Once you have read the entries below, repeat all of them exactly.

# # # # #

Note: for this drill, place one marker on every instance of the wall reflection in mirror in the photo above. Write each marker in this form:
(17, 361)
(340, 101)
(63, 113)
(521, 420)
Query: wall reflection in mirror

# # # # #

◆ Written response ◆
Note: for this drill, place one marker on every instance of the wall reflection in mirror in the photo above. Write each marker in this form:
(17, 361)
(340, 101)
(63, 113)
(521, 420)
Query: wall reflection in mirror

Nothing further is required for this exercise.